**GIVEN INSTRUCTION:** Format the lines of data between the line containing "Target: decaying leaf" and the line containing "x=1264, y=826", inclusive, as a Markdown table with the columns Row and Line, numbering each line and omitting any blank lines.
Start of THE DATA
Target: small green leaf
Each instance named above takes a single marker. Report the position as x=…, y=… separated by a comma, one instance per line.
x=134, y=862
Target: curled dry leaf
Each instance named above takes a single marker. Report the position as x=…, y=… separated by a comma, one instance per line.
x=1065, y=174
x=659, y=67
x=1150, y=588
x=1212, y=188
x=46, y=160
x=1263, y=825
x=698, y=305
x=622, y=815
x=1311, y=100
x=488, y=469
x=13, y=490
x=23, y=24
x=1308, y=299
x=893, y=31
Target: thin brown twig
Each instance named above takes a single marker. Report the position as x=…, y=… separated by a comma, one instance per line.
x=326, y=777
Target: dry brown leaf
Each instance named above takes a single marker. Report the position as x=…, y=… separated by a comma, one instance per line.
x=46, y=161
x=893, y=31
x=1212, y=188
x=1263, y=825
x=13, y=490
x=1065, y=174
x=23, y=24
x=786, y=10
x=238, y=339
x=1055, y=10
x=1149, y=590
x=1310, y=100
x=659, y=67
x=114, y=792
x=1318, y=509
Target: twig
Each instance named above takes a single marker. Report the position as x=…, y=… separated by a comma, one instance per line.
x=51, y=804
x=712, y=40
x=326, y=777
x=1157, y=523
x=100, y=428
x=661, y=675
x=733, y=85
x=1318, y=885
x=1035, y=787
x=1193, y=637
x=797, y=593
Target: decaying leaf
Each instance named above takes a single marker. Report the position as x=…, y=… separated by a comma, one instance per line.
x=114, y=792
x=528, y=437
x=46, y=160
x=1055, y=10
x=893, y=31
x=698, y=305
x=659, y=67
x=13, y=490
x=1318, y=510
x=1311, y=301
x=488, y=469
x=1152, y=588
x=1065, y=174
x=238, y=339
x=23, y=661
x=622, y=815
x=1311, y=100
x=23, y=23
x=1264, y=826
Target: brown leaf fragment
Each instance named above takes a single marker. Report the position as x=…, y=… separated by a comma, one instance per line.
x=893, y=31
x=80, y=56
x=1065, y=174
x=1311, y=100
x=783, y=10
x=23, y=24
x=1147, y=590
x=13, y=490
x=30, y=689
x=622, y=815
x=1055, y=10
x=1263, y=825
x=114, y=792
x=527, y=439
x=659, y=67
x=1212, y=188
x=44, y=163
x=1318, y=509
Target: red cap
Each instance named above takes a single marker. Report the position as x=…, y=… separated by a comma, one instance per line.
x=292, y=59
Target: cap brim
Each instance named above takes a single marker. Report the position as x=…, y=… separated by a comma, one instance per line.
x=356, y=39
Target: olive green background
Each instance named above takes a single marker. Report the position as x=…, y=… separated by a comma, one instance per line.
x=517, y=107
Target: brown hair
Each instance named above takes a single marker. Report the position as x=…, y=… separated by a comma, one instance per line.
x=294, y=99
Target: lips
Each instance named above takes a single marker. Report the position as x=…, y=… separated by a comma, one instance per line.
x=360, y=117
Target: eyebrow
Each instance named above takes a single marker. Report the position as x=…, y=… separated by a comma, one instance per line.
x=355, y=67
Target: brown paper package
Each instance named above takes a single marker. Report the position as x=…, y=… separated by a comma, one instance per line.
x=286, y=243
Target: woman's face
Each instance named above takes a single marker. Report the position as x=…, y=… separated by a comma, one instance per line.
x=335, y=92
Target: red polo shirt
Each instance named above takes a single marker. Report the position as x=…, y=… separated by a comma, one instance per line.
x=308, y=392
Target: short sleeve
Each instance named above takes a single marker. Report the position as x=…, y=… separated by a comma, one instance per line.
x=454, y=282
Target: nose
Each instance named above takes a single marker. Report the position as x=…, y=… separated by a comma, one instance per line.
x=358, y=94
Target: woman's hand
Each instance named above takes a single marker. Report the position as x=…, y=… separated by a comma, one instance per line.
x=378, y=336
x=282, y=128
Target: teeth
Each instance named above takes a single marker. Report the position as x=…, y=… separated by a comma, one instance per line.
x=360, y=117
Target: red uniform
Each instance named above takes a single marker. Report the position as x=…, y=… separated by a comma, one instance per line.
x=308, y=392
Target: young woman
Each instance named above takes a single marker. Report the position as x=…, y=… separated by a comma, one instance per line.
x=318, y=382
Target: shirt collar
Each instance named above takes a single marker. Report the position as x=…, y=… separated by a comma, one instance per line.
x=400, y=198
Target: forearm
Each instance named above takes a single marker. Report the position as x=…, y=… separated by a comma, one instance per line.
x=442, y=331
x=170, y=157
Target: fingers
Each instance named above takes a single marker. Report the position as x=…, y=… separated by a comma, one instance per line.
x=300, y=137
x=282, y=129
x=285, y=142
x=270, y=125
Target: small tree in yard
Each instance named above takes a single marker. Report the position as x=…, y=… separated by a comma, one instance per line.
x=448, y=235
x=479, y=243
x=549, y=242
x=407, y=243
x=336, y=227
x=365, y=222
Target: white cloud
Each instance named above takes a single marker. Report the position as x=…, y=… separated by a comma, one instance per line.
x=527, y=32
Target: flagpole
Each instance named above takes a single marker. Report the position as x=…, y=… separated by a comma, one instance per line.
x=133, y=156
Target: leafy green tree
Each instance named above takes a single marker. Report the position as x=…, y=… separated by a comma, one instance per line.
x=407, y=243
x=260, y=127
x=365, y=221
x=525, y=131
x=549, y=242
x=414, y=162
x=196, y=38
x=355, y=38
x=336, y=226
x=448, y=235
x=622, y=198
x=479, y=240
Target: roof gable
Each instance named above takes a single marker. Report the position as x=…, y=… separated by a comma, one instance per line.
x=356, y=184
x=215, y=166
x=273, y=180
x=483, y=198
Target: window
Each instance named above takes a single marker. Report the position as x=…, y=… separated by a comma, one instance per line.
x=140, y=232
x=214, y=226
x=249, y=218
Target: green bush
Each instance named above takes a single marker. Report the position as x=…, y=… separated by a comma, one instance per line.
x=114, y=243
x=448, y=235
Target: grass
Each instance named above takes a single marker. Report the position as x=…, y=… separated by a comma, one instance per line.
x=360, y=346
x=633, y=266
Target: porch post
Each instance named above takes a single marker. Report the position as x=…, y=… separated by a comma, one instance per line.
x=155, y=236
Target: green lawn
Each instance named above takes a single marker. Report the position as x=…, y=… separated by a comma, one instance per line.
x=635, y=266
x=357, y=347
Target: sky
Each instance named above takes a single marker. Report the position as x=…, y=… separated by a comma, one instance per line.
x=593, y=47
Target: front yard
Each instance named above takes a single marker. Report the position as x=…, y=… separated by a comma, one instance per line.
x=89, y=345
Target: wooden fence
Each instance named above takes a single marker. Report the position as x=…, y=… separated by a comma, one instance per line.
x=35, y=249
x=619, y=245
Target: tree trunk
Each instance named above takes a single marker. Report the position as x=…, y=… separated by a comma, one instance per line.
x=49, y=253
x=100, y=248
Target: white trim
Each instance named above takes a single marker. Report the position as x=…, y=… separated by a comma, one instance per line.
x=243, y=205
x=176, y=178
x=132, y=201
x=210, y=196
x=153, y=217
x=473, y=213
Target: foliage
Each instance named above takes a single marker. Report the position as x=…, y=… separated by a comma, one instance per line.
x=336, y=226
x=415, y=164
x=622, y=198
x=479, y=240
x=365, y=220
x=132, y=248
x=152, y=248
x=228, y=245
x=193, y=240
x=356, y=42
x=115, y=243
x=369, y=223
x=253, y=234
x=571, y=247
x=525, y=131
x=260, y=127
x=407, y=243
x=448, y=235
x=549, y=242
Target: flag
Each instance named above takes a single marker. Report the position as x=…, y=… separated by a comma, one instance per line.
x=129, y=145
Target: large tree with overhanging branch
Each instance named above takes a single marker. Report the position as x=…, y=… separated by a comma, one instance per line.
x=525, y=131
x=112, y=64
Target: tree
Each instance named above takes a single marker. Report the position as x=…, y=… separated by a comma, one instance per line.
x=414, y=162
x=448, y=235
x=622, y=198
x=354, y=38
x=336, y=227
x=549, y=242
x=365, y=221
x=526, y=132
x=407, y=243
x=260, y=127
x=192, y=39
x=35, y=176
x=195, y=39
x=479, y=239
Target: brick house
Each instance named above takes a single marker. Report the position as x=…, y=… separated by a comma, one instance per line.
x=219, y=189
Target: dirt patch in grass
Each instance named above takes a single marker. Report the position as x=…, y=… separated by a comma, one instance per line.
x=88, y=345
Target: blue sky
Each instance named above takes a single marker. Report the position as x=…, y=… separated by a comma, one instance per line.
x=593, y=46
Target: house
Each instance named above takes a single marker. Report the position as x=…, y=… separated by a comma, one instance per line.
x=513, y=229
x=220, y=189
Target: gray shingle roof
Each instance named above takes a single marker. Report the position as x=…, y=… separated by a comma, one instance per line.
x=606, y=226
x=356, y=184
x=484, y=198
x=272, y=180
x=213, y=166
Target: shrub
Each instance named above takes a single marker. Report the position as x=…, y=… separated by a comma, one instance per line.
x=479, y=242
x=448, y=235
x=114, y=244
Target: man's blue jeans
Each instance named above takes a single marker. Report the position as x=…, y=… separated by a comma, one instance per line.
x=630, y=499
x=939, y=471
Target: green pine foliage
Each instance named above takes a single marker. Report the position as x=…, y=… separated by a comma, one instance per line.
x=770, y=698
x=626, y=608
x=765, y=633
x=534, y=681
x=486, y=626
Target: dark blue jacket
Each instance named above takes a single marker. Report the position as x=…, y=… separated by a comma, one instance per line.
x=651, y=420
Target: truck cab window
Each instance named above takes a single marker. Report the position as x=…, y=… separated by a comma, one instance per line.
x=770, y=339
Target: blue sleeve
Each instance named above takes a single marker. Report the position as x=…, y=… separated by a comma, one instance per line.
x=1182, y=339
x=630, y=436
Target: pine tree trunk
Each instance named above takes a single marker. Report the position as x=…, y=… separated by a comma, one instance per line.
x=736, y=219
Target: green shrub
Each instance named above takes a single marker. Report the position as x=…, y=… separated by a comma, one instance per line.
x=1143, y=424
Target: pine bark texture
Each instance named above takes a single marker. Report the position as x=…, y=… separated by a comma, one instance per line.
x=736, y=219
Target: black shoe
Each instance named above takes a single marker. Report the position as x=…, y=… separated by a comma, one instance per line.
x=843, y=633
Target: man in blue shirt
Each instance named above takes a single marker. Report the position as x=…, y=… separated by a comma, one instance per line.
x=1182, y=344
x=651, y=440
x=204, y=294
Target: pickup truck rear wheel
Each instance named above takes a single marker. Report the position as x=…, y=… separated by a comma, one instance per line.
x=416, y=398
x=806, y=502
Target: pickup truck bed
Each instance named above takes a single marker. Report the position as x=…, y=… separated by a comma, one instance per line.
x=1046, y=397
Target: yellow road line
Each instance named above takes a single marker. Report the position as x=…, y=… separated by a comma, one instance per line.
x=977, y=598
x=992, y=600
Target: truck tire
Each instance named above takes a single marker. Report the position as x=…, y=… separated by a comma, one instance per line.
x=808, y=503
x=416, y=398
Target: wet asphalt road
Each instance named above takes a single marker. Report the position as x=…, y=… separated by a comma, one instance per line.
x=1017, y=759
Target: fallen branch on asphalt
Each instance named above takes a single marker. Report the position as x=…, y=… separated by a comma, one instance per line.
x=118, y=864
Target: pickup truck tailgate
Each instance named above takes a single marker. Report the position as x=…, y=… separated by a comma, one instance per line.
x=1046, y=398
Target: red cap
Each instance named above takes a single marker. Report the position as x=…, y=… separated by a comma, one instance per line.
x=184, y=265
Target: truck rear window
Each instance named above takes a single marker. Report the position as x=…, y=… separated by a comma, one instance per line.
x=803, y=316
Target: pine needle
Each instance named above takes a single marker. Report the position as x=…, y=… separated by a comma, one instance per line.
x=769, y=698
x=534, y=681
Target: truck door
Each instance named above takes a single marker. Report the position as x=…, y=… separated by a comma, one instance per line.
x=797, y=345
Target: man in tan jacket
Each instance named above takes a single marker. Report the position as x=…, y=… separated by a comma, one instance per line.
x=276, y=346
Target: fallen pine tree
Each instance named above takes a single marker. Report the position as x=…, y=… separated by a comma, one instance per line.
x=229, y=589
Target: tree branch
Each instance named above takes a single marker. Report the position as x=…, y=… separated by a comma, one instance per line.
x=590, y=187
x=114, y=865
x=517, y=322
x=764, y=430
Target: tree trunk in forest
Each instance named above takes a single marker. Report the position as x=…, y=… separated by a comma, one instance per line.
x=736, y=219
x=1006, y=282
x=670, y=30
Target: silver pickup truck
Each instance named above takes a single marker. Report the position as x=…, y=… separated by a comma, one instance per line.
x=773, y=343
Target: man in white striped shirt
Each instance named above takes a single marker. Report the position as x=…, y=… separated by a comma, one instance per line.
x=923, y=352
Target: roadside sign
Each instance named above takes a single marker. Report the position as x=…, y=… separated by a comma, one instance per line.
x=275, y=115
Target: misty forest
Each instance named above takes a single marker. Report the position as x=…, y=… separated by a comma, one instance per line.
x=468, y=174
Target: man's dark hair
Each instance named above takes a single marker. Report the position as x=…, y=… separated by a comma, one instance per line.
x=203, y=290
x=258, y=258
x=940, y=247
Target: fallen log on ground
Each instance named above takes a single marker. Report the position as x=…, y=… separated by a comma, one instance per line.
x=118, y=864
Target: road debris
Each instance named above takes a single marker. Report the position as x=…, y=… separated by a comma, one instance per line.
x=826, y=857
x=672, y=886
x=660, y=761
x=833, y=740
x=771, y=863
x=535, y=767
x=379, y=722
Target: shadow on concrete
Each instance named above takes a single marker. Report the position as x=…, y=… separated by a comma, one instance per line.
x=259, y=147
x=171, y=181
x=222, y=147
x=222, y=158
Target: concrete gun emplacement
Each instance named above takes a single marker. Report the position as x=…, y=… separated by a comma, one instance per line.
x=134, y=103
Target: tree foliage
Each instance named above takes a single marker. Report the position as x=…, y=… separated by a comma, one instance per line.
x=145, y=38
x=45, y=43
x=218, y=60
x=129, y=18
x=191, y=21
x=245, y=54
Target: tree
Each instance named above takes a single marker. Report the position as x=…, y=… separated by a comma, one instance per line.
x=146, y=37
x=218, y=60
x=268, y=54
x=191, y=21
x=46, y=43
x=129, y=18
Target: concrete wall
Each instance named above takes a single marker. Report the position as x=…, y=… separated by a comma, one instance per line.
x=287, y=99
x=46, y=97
End of THE DATA
**SOLUTION TO THE EXERCISE:**
| Row | Line |
|---|---|
| 1 | Target: decaying leaf |
| 2 | Each instance named above takes a single marker. Report the position as x=…, y=… separated by a comma, one instance per line. |
| 3 | x=114, y=792 |
| 4 | x=528, y=437 |
| 5 | x=46, y=160 |
| 6 | x=1055, y=10 |
| 7 | x=893, y=31 |
| 8 | x=698, y=305 |
| 9 | x=659, y=67 |
| 10 | x=13, y=490 |
| 11 | x=1318, y=510 |
| 12 | x=1311, y=301 |
| 13 | x=488, y=469 |
| 14 | x=1152, y=588 |
| 15 | x=1065, y=174 |
| 16 | x=238, y=339 |
| 17 | x=23, y=661 |
| 18 | x=622, y=815 |
| 19 | x=1311, y=100 |
| 20 | x=23, y=23 |
| 21 | x=1264, y=826 |